### PAGE EXCERPT

The news definitively had an impact on competitors as VMware felt the need to remark that its partnership with Intel is stronger.

The two companies plan to release the new product somewhere in H2 2009 (likely immediately before or during VMworld 2009) so nobody really expected any additional information going public for a while (at least nothing before the upcoming Synergy conference in May).

Unexpectedly, last week Gabrie van Zanten, a well-known virtualization blogger, published an early preview of the Citrix client hypervisor, highlighting interesting features:

…After the primary partition is loaded, the other partitions (virtual machines) can be managed through a web interface in the primary partition. This interface integrates with XenDesktop (VDI) and XenApp (Presentation Server), which gives the user great control over what technique to use, depending on the device he or she is or the location. The user will also be given the option to check out a VM to take it on the road…

as well as some concerning design approaches:


…the primary partition will often hold the users “private” OS. The OS that he or she will use to install all the stuff he downloaded from unknown sources, the OS that will hold pictures of family, etc. If it is anything like my home pc, Vista will already claim at least 1GB of RAM after startup. This memory is no longer available to secondary partitions that will be started…

As van Zanten says the idea of using the primary partition for the untrusted personal environment is really concerning for the corporate security:

…I’m willing to accept that the network stack going through the primary partition is safe enough, but if this primary partition is needed to boot the whole client hypervisor, present the web interface and manage the VMs, isn’t this “dirty home OS” primary partition connected to your business network then? There should be some kind of firewall in between that is managed by the hypervisor that can detect the business network and isolate this primary partition from the business network. At this point Citrix has no solution for this.

As this an alpha Citrix may have to reconsider its approach several times before hitting the general availability but if this is the direction they took, they’ll have a lot of work to do to convince the customers that this architecture is secure and suitable for a corporate environment.

### SET EXERCISE A
In the article on the Citrix client hypervisor, who published an early preview of it?
### SET EXERCISE B
Echo the article on the Citrix client hypervisor from "The news definitively" up to and including "conference in May).".
### SET EXERCISE C
Name every company mentioned by name in the article on the Citrix client hypervisor.
The listing isn't needed for any of this.

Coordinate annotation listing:
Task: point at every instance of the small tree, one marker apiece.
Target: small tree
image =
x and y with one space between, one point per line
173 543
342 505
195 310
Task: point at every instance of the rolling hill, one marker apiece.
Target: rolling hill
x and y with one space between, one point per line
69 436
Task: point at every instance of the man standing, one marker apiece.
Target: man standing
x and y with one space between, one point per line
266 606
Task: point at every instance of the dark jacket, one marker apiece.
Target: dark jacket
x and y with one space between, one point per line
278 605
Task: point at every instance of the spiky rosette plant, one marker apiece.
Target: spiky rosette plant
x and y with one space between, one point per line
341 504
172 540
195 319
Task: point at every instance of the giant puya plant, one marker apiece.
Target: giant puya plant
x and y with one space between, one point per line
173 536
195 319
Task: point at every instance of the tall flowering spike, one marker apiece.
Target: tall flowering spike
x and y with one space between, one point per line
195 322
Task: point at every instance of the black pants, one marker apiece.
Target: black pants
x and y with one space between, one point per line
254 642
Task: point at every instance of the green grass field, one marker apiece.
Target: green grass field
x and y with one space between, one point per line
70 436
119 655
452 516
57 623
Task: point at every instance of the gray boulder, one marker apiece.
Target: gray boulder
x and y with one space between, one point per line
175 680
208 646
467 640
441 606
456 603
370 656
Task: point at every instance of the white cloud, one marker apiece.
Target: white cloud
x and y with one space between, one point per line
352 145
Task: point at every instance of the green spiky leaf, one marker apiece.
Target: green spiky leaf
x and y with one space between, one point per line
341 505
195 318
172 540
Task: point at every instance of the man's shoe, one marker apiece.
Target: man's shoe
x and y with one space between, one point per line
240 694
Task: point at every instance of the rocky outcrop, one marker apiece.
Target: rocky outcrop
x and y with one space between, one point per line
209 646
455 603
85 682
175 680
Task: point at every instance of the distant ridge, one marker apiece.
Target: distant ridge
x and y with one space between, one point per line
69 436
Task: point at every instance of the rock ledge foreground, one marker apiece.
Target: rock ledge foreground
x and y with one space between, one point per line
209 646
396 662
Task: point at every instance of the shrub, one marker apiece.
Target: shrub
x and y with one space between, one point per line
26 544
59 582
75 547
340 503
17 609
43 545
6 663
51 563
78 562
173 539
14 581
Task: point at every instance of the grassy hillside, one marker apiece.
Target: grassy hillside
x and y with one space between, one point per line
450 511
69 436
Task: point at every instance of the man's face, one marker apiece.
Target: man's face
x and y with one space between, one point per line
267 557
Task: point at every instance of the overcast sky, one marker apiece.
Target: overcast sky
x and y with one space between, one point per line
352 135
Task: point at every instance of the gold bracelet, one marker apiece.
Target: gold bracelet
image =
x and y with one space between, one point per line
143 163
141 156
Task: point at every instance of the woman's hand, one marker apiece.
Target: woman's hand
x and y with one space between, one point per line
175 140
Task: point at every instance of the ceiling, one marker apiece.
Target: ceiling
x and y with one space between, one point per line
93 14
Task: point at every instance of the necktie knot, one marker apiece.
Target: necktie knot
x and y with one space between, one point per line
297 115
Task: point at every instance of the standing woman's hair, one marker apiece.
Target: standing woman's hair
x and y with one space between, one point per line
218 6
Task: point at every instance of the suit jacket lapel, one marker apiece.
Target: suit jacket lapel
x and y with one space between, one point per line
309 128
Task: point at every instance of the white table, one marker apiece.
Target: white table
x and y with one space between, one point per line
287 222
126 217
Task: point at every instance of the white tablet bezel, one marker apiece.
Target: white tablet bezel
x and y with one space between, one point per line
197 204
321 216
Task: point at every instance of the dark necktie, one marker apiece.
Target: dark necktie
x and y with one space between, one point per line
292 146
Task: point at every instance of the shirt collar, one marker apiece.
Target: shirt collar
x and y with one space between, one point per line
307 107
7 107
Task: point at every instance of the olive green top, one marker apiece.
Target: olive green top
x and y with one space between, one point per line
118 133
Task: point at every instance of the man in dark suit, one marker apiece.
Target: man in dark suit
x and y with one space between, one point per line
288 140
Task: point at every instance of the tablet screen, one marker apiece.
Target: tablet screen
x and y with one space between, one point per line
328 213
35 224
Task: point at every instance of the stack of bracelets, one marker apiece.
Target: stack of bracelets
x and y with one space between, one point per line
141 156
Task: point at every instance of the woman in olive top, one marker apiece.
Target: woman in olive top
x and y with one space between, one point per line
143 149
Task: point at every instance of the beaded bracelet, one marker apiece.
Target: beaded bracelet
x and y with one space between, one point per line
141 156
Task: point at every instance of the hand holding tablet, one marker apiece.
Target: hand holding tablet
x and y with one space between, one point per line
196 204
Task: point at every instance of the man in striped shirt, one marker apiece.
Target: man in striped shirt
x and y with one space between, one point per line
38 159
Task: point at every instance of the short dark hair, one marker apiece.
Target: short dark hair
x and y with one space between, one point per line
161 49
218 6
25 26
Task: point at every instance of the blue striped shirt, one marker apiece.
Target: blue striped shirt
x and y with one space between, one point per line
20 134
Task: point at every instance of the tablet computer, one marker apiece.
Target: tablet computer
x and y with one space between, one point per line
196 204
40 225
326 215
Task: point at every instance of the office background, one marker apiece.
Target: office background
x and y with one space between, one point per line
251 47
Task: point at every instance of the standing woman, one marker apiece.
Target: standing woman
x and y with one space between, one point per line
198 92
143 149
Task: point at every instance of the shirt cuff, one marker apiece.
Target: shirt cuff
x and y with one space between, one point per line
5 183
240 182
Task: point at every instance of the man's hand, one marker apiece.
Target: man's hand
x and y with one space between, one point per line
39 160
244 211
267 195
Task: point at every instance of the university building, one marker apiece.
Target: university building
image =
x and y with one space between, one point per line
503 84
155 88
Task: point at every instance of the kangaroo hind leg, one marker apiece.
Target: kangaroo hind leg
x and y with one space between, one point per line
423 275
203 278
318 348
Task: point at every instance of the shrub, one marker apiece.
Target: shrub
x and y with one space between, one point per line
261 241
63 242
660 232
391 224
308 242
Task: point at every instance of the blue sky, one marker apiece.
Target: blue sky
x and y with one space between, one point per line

### TASK OUTPUT A
Gabrie van Zanten, a well-known virtualization blogger.

### TASK OUTPUT B
The news definitively had an impact on competitors as VMware felt the need to remark that its partnership with Intel is stronger.

The two companies plan to release the new product somewhere in H2 2009 (likely immediately before or during VMworld 2009) so nobody really expected any additional information going public for a while (at least nothing before the upcoming Synergy conference in May).

### TASK OUTPUT C
VMware, Intel, Citrix